__TASK DESCRIPTION__:
Convert the items from the start through the line containing "point(56, 198)" into a JSON list of strings, one string per line, skipping blank lines and leaving out the picture.

Excerpts of pointing data:
[start]

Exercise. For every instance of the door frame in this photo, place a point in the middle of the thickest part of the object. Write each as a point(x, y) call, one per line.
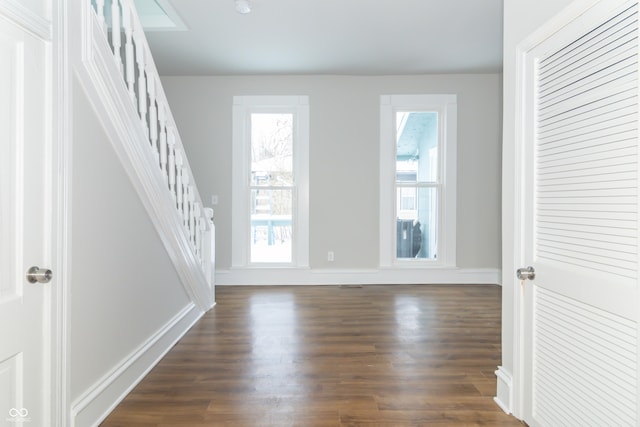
point(520, 174)
point(60, 161)
point(56, 198)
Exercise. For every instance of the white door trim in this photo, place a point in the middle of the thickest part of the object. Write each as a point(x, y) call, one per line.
point(576, 9)
point(60, 161)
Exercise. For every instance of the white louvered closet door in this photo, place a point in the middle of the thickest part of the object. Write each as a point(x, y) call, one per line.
point(580, 221)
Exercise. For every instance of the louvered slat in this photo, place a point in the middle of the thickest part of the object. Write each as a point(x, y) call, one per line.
point(587, 351)
point(586, 216)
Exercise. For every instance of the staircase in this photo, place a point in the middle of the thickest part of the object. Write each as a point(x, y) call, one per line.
point(123, 323)
point(123, 75)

[end]

__FULL RESPONSE__:
[
  "Exercise. For every instance of the door frame in this photo, place a point in the middle of the thickest part of the object. Write each as a point(x, y) call, one per line.",
  "point(520, 174)",
  "point(60, 161)",
  "point(56, 198)"
]